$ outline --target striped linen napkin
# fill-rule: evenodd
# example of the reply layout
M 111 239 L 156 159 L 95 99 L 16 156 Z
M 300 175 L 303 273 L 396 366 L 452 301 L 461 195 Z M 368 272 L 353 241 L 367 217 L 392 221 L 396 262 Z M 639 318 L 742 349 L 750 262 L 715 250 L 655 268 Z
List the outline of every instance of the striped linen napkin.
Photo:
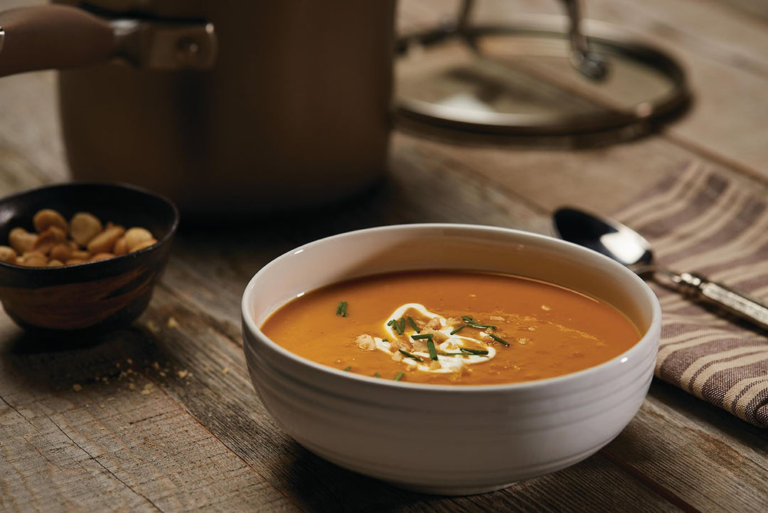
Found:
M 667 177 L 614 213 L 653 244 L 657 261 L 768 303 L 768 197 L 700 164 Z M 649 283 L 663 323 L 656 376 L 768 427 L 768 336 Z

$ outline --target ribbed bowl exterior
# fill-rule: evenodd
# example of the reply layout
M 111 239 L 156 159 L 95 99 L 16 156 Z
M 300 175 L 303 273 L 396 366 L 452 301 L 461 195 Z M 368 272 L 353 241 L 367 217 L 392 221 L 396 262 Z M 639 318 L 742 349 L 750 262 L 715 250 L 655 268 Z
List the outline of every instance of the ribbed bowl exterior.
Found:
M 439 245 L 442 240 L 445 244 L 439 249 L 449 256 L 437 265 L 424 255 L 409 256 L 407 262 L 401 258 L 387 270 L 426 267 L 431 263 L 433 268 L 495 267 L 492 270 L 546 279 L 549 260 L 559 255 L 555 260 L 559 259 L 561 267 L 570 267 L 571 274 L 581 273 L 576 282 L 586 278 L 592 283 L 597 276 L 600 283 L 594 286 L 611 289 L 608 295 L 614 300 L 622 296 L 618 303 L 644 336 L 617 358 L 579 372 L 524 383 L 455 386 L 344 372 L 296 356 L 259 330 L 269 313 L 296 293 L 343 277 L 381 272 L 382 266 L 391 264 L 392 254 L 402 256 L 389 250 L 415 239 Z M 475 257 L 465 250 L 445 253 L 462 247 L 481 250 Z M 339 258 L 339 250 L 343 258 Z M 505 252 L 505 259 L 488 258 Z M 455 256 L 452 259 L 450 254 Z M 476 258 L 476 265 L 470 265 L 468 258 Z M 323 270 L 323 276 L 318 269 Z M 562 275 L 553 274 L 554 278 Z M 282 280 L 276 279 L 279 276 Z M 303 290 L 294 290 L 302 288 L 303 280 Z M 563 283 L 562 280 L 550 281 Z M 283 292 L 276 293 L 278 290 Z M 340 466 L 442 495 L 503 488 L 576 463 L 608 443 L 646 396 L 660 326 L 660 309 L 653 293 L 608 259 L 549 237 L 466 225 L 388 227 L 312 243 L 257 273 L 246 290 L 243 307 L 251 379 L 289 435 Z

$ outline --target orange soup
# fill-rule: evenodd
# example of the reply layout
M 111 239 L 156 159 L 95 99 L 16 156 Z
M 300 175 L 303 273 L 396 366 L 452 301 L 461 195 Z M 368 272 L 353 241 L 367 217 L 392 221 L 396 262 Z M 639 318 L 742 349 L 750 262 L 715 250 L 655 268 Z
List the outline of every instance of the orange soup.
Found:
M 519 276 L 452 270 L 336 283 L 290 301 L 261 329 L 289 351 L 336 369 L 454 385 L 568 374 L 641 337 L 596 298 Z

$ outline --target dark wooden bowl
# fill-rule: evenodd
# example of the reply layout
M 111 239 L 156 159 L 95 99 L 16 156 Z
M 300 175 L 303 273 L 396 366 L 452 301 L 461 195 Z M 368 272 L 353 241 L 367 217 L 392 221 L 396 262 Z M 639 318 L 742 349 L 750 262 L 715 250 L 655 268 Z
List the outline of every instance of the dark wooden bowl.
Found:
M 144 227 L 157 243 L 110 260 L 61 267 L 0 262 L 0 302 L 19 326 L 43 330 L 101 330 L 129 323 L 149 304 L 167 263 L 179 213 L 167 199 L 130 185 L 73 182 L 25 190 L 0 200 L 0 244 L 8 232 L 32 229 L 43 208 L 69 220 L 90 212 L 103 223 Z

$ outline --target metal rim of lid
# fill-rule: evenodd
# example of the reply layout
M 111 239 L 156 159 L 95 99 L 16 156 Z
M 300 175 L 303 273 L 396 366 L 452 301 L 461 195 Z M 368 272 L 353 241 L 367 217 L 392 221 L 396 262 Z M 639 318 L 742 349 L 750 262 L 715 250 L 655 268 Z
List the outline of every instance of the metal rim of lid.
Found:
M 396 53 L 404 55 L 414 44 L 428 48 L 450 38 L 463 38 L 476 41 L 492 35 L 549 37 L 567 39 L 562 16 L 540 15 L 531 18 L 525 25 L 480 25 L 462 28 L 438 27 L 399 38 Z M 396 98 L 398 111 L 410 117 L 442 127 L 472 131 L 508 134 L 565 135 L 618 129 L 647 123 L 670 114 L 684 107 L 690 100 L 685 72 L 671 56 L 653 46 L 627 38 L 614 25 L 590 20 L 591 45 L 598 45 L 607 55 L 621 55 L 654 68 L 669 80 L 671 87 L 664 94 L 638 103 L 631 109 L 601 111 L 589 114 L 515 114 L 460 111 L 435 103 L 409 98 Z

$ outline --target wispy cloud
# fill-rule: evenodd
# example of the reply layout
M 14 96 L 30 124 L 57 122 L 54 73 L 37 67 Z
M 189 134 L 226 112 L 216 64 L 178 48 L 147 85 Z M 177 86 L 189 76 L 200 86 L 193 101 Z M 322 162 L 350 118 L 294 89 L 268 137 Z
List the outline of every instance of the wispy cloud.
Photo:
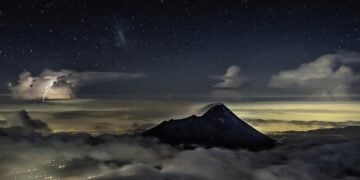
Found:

---

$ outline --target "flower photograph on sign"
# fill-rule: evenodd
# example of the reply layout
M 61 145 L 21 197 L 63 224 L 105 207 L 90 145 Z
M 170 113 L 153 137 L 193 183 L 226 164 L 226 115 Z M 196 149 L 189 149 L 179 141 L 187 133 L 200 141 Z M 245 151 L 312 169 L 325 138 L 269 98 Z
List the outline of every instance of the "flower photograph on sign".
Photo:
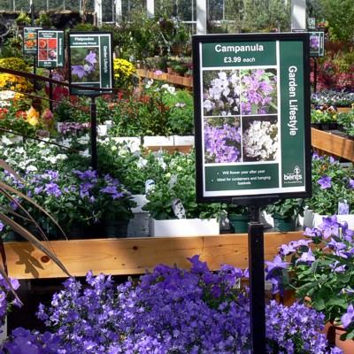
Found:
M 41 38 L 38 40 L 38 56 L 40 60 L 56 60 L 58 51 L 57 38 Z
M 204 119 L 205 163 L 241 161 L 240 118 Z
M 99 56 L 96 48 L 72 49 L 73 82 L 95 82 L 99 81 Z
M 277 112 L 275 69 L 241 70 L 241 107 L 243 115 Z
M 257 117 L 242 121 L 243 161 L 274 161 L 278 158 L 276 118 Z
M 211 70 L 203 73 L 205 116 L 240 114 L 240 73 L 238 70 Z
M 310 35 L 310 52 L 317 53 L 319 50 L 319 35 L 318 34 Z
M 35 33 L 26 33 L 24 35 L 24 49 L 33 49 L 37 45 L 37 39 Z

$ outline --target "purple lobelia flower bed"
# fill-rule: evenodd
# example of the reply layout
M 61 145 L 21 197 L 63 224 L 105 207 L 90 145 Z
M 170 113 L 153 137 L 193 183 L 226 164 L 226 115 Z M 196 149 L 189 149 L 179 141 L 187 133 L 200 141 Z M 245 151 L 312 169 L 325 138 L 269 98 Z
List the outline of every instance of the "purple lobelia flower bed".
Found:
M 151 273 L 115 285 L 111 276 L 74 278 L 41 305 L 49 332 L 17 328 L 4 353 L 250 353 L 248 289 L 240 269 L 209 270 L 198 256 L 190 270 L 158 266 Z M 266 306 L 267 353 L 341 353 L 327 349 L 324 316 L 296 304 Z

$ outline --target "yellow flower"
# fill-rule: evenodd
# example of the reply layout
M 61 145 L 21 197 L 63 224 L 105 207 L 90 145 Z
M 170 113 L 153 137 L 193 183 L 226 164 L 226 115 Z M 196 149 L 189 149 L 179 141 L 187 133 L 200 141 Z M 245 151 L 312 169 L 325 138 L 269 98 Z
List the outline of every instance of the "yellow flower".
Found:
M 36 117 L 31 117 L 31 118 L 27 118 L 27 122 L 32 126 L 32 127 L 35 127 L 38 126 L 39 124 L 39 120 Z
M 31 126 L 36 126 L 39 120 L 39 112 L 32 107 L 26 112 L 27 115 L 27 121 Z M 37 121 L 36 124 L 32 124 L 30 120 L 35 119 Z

---

◆ YOUR TASK:
How many lines in the rows above contain the string "instance"? Reply with the number only.

◆ COMPLETE ANSWER:
9